### What the task requires
The line containing "Domain: training-ground review" marks the start of the required copy, which runs to the final line of the entries; return those lines exactly, without any pictures.

BEGIN Source information

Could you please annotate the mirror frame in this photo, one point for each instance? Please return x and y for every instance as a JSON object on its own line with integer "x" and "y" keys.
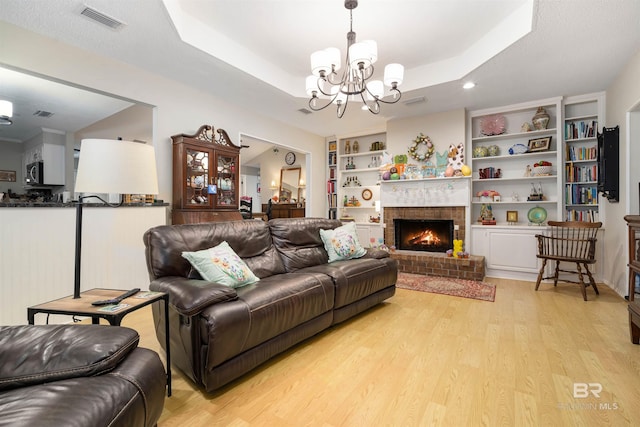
{"x": 294, "y": 187}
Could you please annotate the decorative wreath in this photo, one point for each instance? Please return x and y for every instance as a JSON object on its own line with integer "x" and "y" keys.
{"x": 418, "y": 152}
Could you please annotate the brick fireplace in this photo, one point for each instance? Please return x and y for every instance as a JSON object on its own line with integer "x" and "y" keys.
{"x": 435, "y": 199}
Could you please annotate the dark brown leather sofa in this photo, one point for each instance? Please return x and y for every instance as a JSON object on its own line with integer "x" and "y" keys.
{"x": 78, "y": 375}
{"x": 220, "y": 333}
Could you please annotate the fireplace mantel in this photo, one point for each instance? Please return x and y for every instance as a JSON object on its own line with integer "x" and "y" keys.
{"x": 426, "y": 192}
{"x": 446, "y": 198}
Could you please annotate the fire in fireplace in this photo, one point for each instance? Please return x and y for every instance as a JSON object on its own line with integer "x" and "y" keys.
{"x": 430, "y": 235}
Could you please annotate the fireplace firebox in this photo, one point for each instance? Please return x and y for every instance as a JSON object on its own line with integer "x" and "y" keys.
{"x": 429, "y": 235}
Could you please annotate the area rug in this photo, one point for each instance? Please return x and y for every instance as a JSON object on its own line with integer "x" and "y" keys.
{"x": 447, "y": 286}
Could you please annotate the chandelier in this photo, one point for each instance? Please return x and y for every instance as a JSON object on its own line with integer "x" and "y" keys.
{"x": 355, "y": 82}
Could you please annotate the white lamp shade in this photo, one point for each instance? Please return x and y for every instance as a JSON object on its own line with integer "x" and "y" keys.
{"x": 373, "y": 49}
{"x": 320, "y": 62}
{"x": 113, "y": 166}
{"x": 342, "y": 98}
{"x": 311, "y": 84}
{"x": 333, "y": 55}
{"x": 360, "y": 52}
{"x": 6, "y": 108}
{"x": 393, "y": 73}
{"x": 376, "y": 88}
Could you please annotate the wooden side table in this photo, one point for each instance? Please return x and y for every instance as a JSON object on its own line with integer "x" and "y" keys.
{"x": 82, "y": 307}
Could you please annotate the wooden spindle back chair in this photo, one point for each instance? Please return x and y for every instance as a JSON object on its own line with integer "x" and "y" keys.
{"x": 573, "y": 242}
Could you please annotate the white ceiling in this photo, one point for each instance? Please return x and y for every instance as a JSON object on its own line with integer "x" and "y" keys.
{"x": 263, "y": 47}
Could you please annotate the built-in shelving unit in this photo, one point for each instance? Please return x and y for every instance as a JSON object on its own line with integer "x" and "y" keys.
{"x": 518, "y": 180}
{"x": 358, "y": 184}
{"x": 332, "y": 174}
{"x": 582, "y": 115}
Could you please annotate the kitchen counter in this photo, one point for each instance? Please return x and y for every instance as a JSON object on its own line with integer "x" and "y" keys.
{"x": 27, "y": 204}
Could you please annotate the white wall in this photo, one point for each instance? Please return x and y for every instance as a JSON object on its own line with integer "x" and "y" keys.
{"x": 179, "y": 108}
{"x": 622, "y": 96}
{"x": 442, "y": 128}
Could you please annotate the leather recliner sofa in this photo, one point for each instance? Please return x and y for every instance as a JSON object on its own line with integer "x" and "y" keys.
{"x": 78, "y": 375}
{"x": 219, "y": 333}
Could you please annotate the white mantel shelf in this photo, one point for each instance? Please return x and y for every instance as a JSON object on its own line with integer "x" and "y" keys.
{"x": 426, "y": 192}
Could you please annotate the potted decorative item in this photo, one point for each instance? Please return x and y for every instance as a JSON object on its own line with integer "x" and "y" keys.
{"x": 541, "y": 119}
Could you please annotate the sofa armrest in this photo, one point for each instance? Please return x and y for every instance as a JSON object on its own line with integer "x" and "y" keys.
{"x": 190, "y": 296}
{"x": 36, "y": 354}
{"x": 376, "y": 253}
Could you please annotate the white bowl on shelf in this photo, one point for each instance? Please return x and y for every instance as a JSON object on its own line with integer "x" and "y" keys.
{"x": 542, "y": 170}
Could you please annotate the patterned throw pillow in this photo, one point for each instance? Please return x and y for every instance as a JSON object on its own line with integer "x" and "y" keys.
{"x": 342, "y": 243}
{"x": 222, "y": 265}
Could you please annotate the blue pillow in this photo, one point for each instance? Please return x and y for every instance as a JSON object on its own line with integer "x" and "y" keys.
{"x": 222, "y": 265}
{"x": 342, "y": 243}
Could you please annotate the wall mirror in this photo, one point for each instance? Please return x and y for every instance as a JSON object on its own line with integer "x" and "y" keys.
{"x": 289, "y": 185}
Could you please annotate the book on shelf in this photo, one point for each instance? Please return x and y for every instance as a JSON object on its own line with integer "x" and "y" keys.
{"x": 581, "y": 153}
{"x": 577, "y": 174}
{"x": 584, "y": 215}
{"x": 581, "y": 195}
{"x": 579, "y": 129}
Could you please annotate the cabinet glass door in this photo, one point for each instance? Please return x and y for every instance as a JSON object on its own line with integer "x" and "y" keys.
{"x": 197, "y": 190}
{"x": 226, "y": 180}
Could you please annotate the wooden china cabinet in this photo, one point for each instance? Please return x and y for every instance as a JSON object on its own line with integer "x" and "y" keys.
{"x": 205, "y": 177}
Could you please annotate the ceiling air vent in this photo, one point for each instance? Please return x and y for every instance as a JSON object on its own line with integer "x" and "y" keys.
{"x": 41, "y": 113}
{"x": 101, "y": 18}
{"x": 417, "y": 100}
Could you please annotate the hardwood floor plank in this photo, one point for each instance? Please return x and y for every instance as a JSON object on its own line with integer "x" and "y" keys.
{"x": 426, "y": 359}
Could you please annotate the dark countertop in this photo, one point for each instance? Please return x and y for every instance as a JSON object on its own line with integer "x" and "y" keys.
{"x": 19, "y": 204}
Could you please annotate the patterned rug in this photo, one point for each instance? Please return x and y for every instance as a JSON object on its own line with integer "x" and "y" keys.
{"x": 447, "y": 286}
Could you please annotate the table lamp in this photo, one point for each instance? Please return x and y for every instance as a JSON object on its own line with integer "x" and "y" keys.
{"x": 111, "y": 166}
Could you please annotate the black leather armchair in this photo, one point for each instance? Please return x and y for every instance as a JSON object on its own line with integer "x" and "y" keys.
{"x": 78, "y": 375}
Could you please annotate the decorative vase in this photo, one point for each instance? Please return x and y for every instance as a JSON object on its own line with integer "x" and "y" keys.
{"x": 541, "y": 119}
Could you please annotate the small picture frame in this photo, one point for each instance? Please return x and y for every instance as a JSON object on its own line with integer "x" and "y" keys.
{"x": 539, "y": 144}
{"x": 8, "y": 176}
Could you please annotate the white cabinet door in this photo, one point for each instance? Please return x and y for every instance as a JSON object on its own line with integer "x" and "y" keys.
{"x": 509, "y": 252}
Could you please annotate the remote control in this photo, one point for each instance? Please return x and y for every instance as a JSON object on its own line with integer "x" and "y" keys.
{"x": 117, "y": 299}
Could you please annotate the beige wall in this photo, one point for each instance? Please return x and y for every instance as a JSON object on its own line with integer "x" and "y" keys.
{"x": 622, "y": 96}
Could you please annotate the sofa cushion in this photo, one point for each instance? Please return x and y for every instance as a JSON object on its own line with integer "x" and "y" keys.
{"x": 263, "y": 311}
{"x": 298, "y": 240}
{"x": 342, "y": 243}
{"x": 251, "y": 240}
{"x": 222, "y": 265}
{"x": 44, "y": 353}
{"x": 357, "y": 278}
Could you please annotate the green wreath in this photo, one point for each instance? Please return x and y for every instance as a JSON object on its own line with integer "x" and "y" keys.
{"x": 417, "y": 152}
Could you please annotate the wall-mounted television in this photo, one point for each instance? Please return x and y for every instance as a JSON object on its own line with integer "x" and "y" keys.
{"x": 609, "y": 163}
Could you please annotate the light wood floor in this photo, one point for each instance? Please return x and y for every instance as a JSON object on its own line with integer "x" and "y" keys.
{"x": 422, "y": 359}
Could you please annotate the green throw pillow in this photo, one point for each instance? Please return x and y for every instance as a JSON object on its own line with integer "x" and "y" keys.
{"x": 222, "y": 265}
{"x": 342, "y": 243}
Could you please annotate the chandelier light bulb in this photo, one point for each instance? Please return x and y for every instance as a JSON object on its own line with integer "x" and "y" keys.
{"x": 6, "y": 108}
{"x": 393, "y": 73}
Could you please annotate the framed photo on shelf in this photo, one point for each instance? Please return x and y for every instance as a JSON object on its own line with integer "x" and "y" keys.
{"x": 539, "y": 144}
{"x": 9, "y": 176}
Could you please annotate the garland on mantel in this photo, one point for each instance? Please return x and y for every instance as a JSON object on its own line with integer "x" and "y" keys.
{"x": 415, "y": 149}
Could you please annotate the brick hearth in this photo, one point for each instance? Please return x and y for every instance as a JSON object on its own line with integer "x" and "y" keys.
{"x": 439, "y": 264}
{"x": 456, "y": 213}
{"x": 433, "y": 263}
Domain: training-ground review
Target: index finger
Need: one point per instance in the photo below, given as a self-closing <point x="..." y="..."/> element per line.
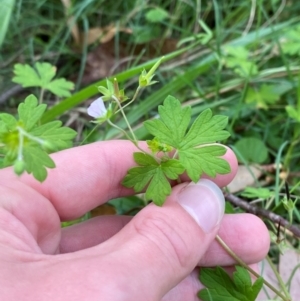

END Source information

### Expected output
Domain: training-ground review
Target: index finger
Need: one point per instance in the photo below, given as a self-closing <point x="..." y="..."/> element per line.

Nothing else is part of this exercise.